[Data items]

▶

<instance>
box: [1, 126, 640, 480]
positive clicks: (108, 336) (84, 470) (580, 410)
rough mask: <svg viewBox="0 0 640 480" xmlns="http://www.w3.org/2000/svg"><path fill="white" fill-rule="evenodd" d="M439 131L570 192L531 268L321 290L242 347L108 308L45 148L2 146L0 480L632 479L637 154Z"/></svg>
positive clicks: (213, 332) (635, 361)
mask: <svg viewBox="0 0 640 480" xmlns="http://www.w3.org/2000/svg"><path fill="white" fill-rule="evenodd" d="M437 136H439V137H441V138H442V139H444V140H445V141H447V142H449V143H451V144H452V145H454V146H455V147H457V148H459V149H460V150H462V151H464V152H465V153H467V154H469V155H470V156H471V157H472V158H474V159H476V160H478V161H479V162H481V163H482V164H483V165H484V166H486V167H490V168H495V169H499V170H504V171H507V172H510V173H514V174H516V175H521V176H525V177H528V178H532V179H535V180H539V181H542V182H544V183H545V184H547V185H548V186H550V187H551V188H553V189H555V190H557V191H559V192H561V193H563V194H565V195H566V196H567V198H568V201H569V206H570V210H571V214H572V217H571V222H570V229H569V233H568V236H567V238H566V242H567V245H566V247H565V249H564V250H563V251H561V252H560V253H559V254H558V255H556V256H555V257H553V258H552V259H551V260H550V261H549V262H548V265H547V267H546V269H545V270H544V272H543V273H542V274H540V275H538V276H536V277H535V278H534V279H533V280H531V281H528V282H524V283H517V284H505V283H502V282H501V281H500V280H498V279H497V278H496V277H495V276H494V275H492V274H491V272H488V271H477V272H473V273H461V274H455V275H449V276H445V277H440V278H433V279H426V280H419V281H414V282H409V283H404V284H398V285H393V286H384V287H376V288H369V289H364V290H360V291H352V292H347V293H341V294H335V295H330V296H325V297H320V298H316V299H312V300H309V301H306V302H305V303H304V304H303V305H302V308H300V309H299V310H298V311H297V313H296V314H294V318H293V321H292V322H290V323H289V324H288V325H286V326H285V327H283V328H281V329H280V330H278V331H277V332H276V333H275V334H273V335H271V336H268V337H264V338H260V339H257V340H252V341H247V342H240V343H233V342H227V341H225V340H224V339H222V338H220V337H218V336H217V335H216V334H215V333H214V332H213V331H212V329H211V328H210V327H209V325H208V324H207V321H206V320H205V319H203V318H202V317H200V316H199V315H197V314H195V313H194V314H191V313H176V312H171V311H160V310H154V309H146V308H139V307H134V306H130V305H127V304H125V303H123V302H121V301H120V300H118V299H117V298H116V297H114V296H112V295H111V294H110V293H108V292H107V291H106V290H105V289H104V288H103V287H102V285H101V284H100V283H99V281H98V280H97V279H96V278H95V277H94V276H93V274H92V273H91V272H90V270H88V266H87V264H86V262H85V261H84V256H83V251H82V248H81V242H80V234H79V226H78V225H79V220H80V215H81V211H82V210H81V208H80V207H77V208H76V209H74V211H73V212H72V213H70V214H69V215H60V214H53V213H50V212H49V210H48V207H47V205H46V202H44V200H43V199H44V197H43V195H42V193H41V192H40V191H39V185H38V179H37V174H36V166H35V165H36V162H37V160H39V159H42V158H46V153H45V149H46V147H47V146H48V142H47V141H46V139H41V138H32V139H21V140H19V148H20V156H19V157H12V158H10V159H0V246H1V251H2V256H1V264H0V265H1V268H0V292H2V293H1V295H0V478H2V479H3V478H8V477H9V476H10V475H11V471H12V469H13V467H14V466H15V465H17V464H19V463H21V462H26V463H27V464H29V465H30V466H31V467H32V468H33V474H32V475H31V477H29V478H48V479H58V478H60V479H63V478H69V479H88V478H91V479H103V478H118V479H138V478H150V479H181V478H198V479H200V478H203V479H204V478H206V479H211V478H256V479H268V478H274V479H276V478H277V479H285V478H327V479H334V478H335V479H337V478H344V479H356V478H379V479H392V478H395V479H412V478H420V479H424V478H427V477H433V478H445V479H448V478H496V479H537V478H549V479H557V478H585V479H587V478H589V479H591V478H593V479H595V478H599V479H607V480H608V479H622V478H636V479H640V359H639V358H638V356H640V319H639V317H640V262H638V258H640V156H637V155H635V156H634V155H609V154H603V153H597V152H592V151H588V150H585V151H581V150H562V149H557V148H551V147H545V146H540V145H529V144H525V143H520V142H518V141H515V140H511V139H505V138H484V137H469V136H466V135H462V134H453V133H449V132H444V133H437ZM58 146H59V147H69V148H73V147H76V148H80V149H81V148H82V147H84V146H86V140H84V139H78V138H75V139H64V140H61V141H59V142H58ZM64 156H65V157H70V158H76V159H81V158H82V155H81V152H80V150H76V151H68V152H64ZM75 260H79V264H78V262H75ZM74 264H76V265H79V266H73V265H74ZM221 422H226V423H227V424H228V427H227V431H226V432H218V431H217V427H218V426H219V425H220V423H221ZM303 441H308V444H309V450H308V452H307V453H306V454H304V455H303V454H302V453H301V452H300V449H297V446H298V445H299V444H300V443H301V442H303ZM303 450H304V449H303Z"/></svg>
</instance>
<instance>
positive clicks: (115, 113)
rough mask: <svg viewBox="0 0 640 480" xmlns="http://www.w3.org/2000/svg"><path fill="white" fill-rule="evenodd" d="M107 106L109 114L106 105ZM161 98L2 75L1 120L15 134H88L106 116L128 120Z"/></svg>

◀
▶

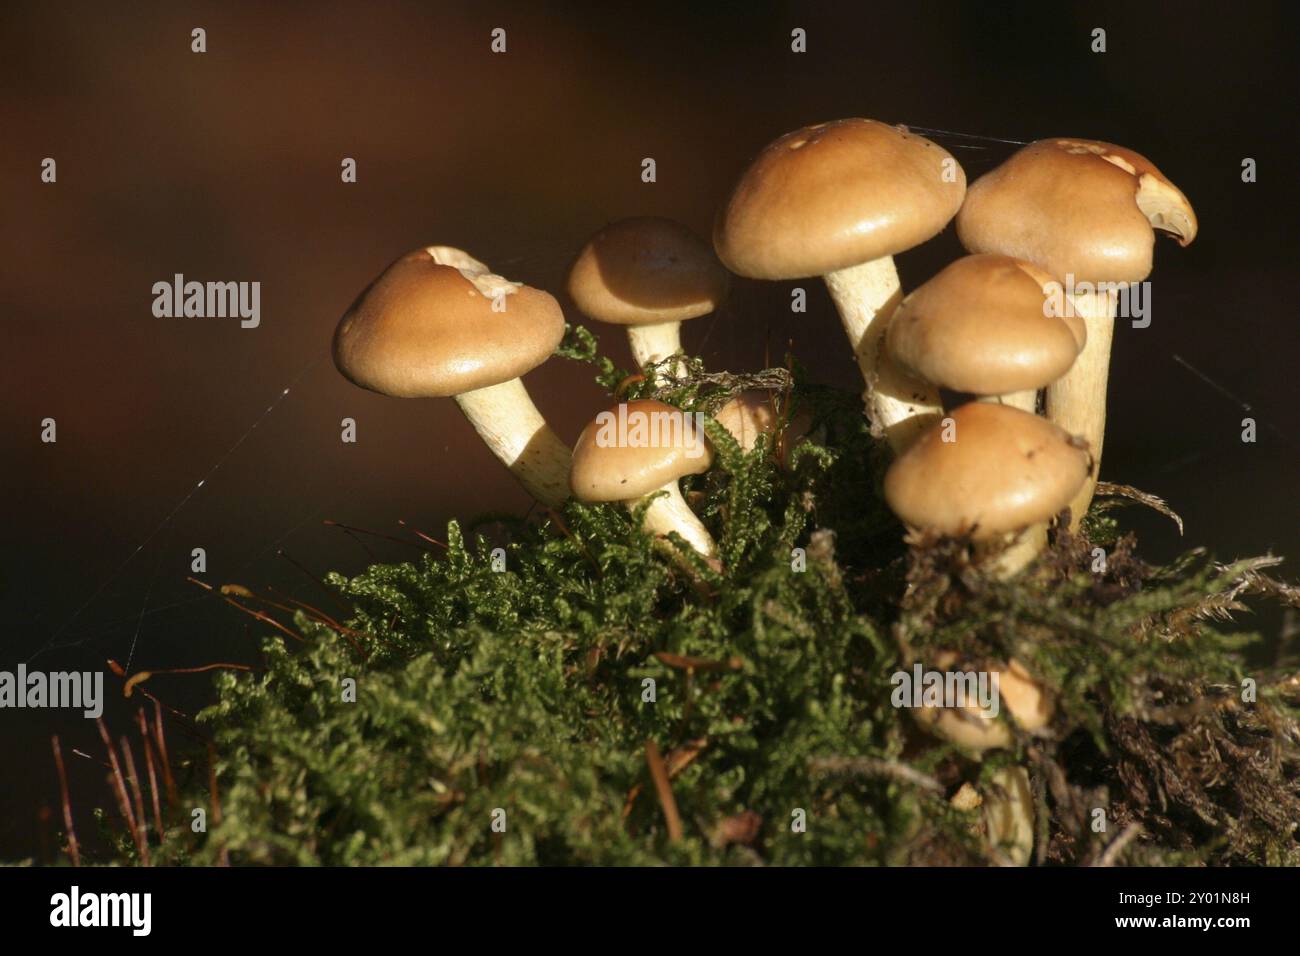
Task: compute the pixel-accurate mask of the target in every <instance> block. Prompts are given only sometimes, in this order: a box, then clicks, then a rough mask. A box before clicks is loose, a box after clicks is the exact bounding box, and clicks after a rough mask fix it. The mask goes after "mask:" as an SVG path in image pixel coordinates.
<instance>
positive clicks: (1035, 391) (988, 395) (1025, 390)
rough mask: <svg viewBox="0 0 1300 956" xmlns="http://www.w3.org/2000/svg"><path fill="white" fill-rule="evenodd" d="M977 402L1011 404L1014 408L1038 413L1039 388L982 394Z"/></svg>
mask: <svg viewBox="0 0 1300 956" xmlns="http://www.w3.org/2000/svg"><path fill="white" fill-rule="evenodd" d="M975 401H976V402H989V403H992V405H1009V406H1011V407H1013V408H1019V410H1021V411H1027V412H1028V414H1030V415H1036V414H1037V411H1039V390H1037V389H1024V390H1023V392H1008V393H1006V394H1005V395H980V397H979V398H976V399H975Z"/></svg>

◀

• DIRECTIONS
Look through the entries above and quote exactly the lines from the line with "positive clicks: (108, 336)" to the line with "131L570 192L531 268L321", counting both of those lines.

• RESPONSE BOX
positive clicks: (108, 336) (84, 470) (580, 410)
rough mask: <svg viewBox="0 0 640 480" xmlns="http://www.w3.org/2000/svg"><path fill="white" fill-rule="evenodd" d="M439 131L570 192L531 268L321 290L242 347L108 308L45 148L2 146L0 480L632 479L637 154Z"/></svg>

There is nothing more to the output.